- _The request_
Reproduce word for word the lines of the material below, starting with the line that contains "Definition of the keypoint: for every instance of the collared" and running through the end of the material, with both ends included.

*** Given entries ***

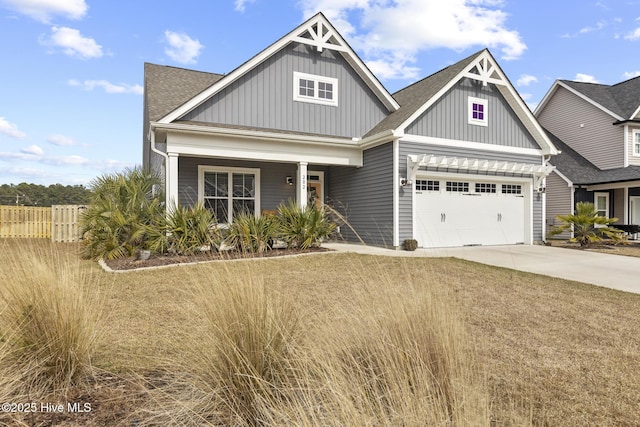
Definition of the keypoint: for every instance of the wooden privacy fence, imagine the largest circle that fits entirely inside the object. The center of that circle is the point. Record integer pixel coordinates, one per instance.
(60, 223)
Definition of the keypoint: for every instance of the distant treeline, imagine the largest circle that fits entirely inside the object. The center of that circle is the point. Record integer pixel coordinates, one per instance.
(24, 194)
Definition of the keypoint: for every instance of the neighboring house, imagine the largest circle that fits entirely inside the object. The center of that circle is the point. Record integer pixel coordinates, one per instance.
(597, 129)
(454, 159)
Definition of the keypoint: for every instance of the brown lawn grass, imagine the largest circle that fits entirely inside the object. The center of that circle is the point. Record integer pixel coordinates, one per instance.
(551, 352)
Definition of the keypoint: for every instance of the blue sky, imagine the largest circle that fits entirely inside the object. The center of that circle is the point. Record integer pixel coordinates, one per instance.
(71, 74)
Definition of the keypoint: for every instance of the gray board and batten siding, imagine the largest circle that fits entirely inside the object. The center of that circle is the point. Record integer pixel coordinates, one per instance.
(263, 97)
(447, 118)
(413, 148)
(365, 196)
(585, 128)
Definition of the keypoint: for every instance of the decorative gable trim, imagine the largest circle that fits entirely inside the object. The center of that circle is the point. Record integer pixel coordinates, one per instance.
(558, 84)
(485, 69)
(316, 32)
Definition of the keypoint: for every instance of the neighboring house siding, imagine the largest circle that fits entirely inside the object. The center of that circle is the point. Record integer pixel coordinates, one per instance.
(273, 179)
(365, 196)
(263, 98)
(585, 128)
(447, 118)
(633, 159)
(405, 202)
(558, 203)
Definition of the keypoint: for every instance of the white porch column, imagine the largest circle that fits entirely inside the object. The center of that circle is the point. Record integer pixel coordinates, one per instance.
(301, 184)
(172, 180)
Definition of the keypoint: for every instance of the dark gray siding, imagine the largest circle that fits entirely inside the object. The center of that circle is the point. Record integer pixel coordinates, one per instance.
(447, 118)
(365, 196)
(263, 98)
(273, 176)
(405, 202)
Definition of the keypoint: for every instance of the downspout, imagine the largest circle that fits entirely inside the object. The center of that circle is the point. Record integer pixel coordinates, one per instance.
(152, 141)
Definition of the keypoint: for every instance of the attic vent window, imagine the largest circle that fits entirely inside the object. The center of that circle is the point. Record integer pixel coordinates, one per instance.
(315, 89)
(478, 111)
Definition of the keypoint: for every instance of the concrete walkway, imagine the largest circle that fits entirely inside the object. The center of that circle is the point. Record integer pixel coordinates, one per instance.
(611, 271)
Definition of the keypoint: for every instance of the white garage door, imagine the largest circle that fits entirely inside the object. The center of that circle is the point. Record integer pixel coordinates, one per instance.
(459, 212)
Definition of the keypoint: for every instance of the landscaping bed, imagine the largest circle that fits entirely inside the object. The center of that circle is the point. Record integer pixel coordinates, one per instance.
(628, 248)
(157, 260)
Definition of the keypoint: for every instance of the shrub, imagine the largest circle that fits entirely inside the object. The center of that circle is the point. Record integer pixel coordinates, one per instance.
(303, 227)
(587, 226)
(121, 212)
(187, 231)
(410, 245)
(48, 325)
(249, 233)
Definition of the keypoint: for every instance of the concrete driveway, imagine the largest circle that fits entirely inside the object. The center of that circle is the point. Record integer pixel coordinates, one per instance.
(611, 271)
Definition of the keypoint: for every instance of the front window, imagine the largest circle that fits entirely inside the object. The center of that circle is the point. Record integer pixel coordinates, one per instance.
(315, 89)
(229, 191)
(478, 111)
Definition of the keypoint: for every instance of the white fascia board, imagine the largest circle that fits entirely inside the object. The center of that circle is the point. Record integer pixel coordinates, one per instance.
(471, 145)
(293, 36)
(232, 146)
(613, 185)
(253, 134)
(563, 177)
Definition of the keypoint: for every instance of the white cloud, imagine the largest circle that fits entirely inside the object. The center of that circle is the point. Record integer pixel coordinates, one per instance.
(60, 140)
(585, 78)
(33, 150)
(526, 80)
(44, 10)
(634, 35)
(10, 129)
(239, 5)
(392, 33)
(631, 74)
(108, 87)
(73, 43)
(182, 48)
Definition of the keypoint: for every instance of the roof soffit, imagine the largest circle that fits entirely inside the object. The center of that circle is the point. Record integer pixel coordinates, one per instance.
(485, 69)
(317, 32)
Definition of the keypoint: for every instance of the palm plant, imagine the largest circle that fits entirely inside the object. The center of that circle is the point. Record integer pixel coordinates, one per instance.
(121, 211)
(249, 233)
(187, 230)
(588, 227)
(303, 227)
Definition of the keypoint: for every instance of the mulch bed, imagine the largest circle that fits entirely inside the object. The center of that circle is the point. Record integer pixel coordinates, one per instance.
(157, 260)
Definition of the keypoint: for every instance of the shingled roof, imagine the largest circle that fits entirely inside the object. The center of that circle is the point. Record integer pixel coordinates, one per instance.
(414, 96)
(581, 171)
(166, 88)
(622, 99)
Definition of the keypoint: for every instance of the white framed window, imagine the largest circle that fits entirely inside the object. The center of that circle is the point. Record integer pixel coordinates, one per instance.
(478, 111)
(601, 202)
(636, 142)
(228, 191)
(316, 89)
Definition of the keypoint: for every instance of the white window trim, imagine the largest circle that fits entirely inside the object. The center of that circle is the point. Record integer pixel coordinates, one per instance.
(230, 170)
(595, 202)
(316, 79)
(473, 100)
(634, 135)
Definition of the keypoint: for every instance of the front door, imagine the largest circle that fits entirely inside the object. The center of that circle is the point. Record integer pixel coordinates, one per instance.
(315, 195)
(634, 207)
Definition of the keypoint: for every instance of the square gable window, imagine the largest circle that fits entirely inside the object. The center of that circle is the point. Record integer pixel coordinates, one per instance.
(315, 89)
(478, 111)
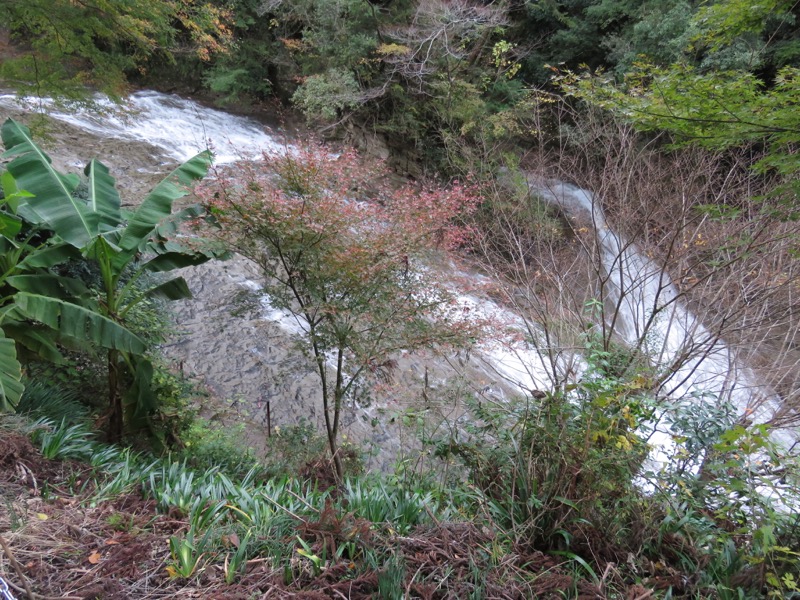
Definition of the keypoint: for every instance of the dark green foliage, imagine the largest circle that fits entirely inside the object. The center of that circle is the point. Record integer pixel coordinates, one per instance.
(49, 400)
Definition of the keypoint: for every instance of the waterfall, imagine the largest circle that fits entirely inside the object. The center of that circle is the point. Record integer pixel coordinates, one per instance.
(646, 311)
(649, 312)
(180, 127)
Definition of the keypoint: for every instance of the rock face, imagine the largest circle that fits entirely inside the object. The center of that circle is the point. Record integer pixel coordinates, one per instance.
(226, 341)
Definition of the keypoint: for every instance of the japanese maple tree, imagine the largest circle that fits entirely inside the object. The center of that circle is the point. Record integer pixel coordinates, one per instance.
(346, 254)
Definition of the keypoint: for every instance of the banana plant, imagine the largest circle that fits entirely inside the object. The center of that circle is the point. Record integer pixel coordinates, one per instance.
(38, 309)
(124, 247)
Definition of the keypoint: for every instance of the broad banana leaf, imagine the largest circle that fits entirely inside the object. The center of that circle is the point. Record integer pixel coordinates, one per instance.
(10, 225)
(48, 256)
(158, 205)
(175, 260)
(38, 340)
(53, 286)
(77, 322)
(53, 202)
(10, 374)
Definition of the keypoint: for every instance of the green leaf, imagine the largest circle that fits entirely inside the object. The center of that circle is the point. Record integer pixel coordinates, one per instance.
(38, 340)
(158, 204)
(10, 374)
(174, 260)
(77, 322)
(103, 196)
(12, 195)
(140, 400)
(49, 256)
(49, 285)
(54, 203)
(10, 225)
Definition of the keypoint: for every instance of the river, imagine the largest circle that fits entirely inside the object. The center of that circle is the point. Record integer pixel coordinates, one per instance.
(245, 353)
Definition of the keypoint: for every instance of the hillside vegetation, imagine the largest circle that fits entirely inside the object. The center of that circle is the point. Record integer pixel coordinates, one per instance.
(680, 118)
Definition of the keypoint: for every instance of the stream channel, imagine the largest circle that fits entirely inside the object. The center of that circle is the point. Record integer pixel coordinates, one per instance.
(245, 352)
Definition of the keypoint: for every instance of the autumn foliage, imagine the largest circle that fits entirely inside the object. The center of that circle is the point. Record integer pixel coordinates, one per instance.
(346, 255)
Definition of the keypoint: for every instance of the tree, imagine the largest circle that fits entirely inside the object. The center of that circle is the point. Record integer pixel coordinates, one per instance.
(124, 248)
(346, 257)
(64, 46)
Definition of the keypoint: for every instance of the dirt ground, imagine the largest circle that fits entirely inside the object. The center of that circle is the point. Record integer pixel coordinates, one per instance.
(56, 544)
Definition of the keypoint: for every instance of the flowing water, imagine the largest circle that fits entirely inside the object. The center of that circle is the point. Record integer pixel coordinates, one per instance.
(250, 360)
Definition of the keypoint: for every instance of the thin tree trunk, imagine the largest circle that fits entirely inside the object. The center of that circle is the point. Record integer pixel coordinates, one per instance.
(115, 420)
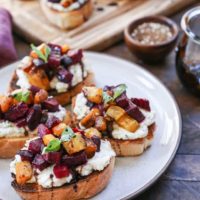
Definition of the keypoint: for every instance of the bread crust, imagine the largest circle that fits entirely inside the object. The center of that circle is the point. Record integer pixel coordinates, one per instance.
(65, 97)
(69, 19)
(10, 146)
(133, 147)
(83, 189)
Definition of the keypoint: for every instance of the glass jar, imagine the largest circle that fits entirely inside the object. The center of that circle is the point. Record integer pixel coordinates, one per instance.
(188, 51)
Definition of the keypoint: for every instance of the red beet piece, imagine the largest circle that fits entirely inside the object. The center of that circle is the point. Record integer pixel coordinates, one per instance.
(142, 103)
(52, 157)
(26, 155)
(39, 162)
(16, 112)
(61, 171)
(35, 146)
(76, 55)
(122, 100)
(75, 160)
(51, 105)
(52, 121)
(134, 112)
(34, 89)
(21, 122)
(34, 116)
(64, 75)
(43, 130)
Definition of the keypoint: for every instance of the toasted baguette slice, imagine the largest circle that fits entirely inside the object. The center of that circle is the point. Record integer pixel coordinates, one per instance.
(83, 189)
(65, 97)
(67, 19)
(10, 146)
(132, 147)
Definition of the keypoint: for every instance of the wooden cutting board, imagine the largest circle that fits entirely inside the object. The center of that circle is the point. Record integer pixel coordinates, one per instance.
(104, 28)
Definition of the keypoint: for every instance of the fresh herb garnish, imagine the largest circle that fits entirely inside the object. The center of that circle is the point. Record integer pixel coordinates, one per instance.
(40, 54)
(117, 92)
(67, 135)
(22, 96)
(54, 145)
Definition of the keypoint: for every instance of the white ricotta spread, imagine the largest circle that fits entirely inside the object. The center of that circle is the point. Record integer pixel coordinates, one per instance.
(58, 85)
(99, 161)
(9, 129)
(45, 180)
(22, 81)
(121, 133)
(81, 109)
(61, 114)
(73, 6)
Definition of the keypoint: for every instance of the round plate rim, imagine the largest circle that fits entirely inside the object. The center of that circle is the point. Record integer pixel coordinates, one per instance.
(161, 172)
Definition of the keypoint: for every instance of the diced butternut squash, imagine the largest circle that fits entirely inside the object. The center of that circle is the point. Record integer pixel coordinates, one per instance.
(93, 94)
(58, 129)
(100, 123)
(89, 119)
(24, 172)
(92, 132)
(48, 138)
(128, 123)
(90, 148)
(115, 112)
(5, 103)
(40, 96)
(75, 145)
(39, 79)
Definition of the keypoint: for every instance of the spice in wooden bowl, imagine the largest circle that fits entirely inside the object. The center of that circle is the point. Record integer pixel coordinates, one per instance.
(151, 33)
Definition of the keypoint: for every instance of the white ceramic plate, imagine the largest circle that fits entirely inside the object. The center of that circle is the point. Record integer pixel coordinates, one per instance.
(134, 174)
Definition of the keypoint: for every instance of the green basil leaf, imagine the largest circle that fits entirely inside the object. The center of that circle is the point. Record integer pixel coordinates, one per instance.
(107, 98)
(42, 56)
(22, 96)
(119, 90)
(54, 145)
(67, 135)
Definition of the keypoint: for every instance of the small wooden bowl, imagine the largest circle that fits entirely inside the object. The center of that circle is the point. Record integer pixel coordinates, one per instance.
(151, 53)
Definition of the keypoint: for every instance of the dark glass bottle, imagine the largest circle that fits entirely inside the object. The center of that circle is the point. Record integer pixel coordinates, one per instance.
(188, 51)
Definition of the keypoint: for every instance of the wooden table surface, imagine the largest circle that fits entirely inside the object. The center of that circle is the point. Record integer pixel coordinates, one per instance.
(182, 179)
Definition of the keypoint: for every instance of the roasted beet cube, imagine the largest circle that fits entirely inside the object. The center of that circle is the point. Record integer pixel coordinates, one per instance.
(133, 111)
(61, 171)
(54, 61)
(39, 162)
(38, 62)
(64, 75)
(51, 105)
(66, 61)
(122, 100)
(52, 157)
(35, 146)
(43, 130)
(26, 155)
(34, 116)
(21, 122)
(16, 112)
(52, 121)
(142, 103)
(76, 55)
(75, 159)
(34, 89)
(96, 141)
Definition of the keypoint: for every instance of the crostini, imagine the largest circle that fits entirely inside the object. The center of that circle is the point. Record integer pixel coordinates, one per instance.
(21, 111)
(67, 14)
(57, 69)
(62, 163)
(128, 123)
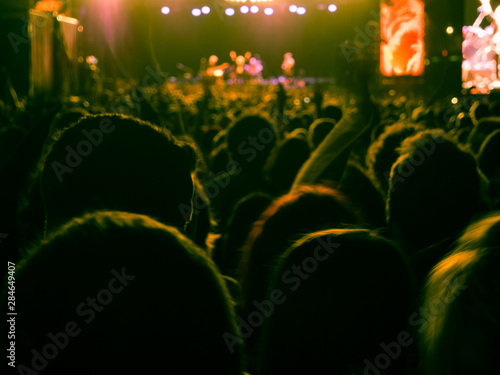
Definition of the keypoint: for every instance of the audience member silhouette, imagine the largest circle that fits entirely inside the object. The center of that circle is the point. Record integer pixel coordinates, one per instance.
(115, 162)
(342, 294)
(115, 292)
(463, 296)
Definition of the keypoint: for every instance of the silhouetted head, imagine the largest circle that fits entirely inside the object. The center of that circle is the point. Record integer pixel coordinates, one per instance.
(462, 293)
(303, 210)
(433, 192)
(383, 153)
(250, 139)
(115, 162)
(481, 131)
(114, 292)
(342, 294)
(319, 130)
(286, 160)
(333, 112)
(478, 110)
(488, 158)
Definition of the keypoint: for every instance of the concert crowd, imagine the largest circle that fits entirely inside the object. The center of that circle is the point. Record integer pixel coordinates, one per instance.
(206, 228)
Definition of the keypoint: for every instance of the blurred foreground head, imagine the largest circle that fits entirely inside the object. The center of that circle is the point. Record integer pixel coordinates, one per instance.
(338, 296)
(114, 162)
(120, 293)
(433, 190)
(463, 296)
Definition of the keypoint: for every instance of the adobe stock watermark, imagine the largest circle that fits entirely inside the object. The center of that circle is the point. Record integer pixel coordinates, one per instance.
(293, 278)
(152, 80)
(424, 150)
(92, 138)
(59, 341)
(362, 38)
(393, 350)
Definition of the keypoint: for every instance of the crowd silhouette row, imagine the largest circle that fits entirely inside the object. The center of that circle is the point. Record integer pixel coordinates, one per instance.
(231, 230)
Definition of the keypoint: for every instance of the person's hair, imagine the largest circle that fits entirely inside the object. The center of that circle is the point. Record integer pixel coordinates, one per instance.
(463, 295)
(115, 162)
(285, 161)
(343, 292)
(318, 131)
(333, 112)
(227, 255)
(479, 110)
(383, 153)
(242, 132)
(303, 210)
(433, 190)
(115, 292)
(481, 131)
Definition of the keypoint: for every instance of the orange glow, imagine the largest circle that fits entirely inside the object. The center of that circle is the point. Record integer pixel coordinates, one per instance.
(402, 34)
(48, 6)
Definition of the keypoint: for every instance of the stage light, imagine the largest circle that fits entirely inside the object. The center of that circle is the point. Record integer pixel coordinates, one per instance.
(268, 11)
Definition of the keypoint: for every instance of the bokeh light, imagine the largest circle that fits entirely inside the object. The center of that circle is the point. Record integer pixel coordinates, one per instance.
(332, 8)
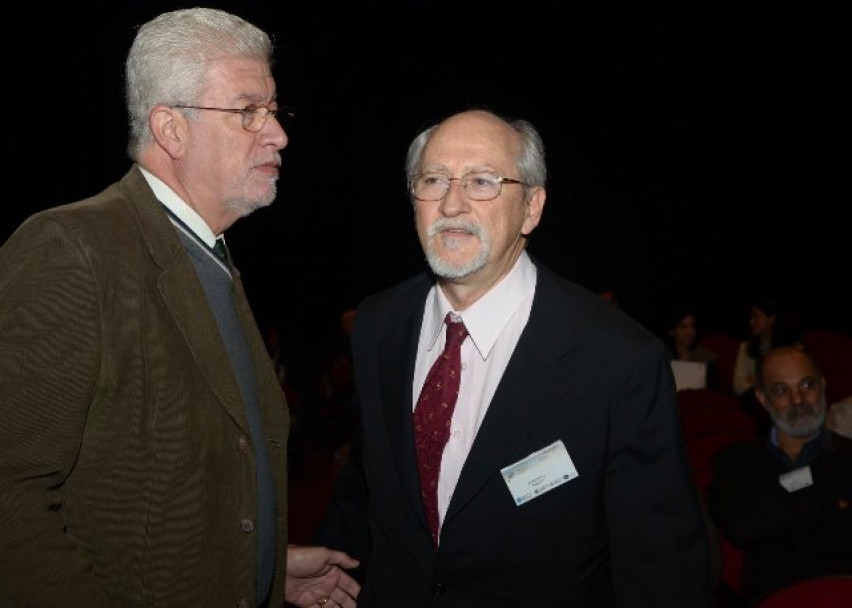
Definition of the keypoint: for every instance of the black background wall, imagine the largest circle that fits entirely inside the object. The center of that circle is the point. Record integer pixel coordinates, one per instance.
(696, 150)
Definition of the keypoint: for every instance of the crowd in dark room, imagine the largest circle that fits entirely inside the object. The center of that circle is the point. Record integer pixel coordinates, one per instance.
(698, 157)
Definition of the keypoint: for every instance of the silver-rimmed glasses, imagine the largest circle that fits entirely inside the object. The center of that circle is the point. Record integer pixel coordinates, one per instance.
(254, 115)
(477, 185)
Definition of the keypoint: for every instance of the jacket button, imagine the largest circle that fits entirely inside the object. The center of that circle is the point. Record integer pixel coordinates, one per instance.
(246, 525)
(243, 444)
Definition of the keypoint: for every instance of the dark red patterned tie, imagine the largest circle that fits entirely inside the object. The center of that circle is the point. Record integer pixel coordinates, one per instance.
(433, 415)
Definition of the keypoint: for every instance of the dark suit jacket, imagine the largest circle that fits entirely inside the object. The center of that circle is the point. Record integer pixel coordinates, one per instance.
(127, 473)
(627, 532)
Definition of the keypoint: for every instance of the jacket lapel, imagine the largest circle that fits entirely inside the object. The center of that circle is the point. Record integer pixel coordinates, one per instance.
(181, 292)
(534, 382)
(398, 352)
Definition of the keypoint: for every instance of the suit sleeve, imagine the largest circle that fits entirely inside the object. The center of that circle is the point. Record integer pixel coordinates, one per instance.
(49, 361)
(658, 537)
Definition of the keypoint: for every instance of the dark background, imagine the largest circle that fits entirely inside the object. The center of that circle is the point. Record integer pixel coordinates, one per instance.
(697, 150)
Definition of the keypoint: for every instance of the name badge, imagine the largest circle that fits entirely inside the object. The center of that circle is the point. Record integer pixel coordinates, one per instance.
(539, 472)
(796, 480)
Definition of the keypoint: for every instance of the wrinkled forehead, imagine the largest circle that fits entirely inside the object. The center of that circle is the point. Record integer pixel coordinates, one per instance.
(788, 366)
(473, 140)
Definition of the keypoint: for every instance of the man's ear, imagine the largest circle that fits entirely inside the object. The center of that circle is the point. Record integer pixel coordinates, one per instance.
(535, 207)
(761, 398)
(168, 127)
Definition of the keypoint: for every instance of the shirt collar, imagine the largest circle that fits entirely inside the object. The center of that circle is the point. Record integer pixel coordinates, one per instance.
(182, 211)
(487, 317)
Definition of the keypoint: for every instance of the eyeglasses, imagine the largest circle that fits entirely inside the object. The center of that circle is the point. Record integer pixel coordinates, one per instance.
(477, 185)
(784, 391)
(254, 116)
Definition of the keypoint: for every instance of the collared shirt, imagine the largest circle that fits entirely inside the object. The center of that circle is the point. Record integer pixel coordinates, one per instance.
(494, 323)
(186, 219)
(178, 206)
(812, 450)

***

- _Task result_
Definition of the keypoint: for every instance of the collared shirt, imagine the largest circle that fits entirely inside the object. The center of that circle is the point. Record integer pixel coordinates, one per instance.
(494, 323)
(186, 219)
(178, 206)
(812, 450)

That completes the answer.